%%
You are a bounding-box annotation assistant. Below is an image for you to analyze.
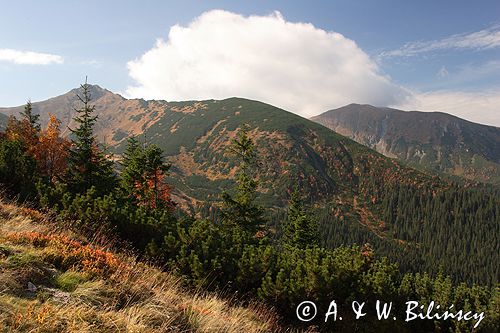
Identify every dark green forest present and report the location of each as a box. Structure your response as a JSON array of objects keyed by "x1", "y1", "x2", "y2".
[{"x1": 0, "y1": 84, "x2": 500, "y2": 332}]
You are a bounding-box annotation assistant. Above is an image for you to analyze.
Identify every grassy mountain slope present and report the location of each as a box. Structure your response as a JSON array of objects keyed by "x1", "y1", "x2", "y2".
[
  {"x1": 3, "y1": 86, "x2": 500, "y2": 283},
  {"x1": 311, "y1": 104, "x2": 500, "y2": 184},
  {"x1": 0, "y1": 86, "x2": 436, "y2": 207},
  {"x1": 0, "y1": 202, "x2": 292, "y2": 332}
]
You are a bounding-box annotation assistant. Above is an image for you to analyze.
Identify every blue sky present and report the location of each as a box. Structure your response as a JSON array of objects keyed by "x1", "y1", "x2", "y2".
[{"x1": 0, "y1": 0, "x2": 500, "y2": 126}]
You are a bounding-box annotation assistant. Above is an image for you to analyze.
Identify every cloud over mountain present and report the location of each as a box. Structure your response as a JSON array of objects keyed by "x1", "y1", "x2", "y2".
[
  {"x1": 0, "y1": 49, "x2": 64, "y2": 65},
  {"x1": 126, "y1": 10, "x2": 408, "y2": 116}
]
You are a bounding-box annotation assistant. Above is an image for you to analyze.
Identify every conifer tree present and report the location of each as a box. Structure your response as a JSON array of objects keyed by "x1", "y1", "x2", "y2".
[
  {"x1": 221, "y1": 126, "x2": 265, "y2": 236},
  {"x1": 66, "y1": 80, "x2": 116, "y2": 195},
  {"x1": 21, "y1": 100, "x2": 41, "y2": 132},
  {"x1": 121, "y1": 138, "x2": 174, "y2": 208},
  {"x1": 283, "y1": 187, "x2": 318, "y2": 248}
]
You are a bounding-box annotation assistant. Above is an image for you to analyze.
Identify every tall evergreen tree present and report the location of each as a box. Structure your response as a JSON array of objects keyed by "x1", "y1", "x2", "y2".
[
  {"x1": 283, "y1": 187, "x2": 319, "y2": 248},
  {"x1": 21, "y1": 100, "x2": 41, "y2": 132},
  {"x1": 221, "y1": 126, "x2": 265, "y2": 236},
  {"x1": 66, "y1": 80, "x2": 116, "y2": 195},
  {"x1": 121, "y1": 138, "x2": 174, "y2": 208}
]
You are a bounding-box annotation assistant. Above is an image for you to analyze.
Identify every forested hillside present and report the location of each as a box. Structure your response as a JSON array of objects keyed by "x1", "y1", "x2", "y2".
[{"x1": 0, "y1": 84, "x2": 500, "y2": 332}]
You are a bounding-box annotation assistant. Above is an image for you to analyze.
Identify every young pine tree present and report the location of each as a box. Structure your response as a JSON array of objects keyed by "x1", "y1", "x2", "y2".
[{"x1": 66, "y1": 80, "x2": 116, "y2": 196}]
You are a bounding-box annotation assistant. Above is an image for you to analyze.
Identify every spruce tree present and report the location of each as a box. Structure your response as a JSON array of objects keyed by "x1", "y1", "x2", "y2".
[
  {"x1": 21, "y1": 100, "x2": 41, "y2": 132},
  {"x1": 283, "y1": 187, "x2": 318, "y2": 248},
  {"x1": 66, "y1": 80, "x2": 116, "y2": 195},
  {"x1": 121, "y1": 138, "x2": 173, "y2": 208},
  {"x1": 221, "y1": 126, "x2": 265, "y2": 236}
]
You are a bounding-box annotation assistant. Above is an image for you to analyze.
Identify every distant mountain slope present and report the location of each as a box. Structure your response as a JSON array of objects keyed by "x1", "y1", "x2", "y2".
[
  {"x1": 0, "y1": 86, "x2": 432, "y2": 205},
  {"x1": 0, "y1": 86, "x2": 500, "y2": 283},
  {"x1": 311, "y1": 104, "x2": 500, "y2": 183}
]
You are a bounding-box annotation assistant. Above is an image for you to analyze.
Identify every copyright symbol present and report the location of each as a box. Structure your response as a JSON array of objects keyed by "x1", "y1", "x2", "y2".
[{"x1": 296, "y1": 301, "x2": 318, "y2": 321}]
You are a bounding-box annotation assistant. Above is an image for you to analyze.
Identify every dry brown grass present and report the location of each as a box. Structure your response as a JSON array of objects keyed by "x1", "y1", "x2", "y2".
[{"x1": 0, "y1": 202, "x2": 296, "y2": 333}]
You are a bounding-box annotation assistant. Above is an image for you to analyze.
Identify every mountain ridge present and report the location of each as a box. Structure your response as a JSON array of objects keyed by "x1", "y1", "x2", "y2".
[{"x1": 311, "y1": 104, "x2": 500, "y2": 183}]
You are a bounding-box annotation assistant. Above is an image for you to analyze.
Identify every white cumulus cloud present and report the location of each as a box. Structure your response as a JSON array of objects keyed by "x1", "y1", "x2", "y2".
%%
To be done – Repeat the entries exactly. Pictures are excluded from the copy.

Correct answer –
You are a bounding-box annotation assistant. Below is an image for you to analyze.
Identify every dark green forest present and report the location of each as a box. Structure your response as a JSON array of objects keyed by "x1", "y1", "x2", "y2".
[{"x1": 0, "y1": 84, "x2": 500, "y2": 332}]
You are a bounding-box annotation assistant. Above is an image for you to analyze.
Identify every grassy mountain slope present and report the location of each as a box. Structure your response as a JSON array of objects keyed by "x1", "y1", "x2", "y2".
[
  {"x1": 3, "y1": 86, "x2": 500, "y2": 283},
  {"x1": 311, "y1": 104, "x2": 500, "y2": 184},
  {"x1": 0, "y1": 86, "x2": 436, "y2": 207},
  {"x1": 0, "y1": 202, "x2": 292, "y2": 332}
]
You are a bounding-box annotation assistant. Above is an image for you to analyze.
Identify every blue sky present and report the location of each as a box. Structure your response as a JSON array of objects keyed by "x1", "y1", "x2", "y2".
[{"x1": 0, "y1": 0, "x2": 500, "y2": 126}]
You are a bounding-box annotation assistant. Above is an image for you to analyze.
Identify every cloud over mountain present and report the location of each as a box. Structure your response as a JSON array of objects keyed by "x1", "y1", "x2", "y2".
[
  {"x1": 0, "y1": 49, "x2": 64, "y2": 65},
  {"x1": 126, "y1": 10, "x2": 408, "y2": 116}
]
You are a bounding-box annotation assistant. Above is an image for you to analyze.
Identify every conifer tree present and report the location of each as a box. Structure your response as a JSON array of objects keyed by "x1", "y1", "x2", "y2".
[
  {"x1": 221, "y1": 126, "x2": 265, "y2": 236},
  {"x1": 66, "y1": 80, "x2": 116, "y2": 195},
  {"x1": 21, "y1": 100, "x2": 41, "y2": 132},
  {"x1": 121, "y1": 138, "x2": 174, "y2": 208},
  {"x1": 283, "y1": 187, "x2": 318, "y2": 248}
]
You are a bounding-box annotation assistant. Above is an image for you to analyze.
Identify every tall evergreen tree present and report the location of each as a box. Structure your response as a JSON array of objects keyed by "x1", "y1", "x2", "y2".
[
  {"x1": 283, "y1": 187, "x2": 319, "y2": 248},
  {"x1": 21, "y1": 100, "x2": 41, "y2": 132},
  {"x1": 221, "y1": 126, "x2": 265, "y2": 236},
  {"x1": 66, "y1": 80, "x2": 116, "y2": 195},
  {"x1": 121, "y1": 138, "x2": 174, "y2": 208}
]
You are a bounding-box annotation assistant. Above is an image for you to analyze.
Identify every forested hillside present and report the location of each as a box. Structure your response as a JSON array of objects keyed by "x1", "y1", "x2", "y2".
[{"x1": 0, "y1": 84, "x2": 500, "y2": 332}]
You are a bounding-box annotation assistant. Above is an image for you to analyze.
Identify every young pine tree present and report the location of each as a box. Structure your response as a JSON array of objects keyed by "x1", "y1", "x2", "y2".
[{"x1": 66, "y1": 80, "x2": 116, "y2": 196}]
You are a bounding-box annotation assistant. Above is an image for you to analyze.
Identify every spruce tree present and report the location of each as a box. Structure your response as a JSON array of objects keyed by "x1", "y1", "x2", "y2".
[
  {"x1": 21, "y1": 100, "x2": 41, "y2": 132},
  {"x1": 283, "y1": 187, "x2": 318, "y2": 248},
  {"x1": 66, "y1": 80, "x2": 116, "y2": 195},
  {"x1": 121, "y1": 138, "x2": 173, "y2": 208},
  {"x1": 221, "y1": 126, "x2": 265, "y2": 236}
]
You are a bounding-box annotation assistant. Above is an image for you to analyze.
Identify every distant mountain slope present and report the location of each as a box. Structure your response as a JSON array of objects keyed by "x1", "y1", "x2", "y2".
[
  {"x1": 0, "y1": 86, "x2": 432, "y2": 205},
  {"x1": 0, "y1": 86, "x2": 500, "y2": 283},
  {"x1": 311, "y1": 104, "x2": 500, "y2": 183}
]
You are a bounding-box annotation assistant. Above is an image for you to analyze.
Identify every copyright symbol present and report the location of each as a box. Structure your response as a JSON array of objects keyed by "x1", "y1", "x2", "y2".
[{"x1": 296, "y1": 301, "x2": 318, "y2": 321}]
You are a bounding-box annotation assistant. Above is an image for you to analyze.
Identify every dry brown grass present and report the location of each as a box. Structure your response as a JSON array of objects keyed by "x1", "y1", "x2", "y2".
[{"x1": 0, "y1": 202, "x2": 296, "y2": 333}]
You are a bounding-box annotation assistant. Above is an image for you to analyze.
Identify every mountain ridge present and report the location of each as a box. Structure your response as a JSON array of objects keyed by "x1", "y1", "x2", "y2".
[{"x1": 311, "y1": 104, "x2": 500, "y2": 183}]
You are a bounding-box annotation assistant. Above is an image for you to analyze.
Identify every white cumulus cloud present and report the location of each as a box. Structure your response as a JSON array of objects keyed by "x1", "y1", "x2", "y2".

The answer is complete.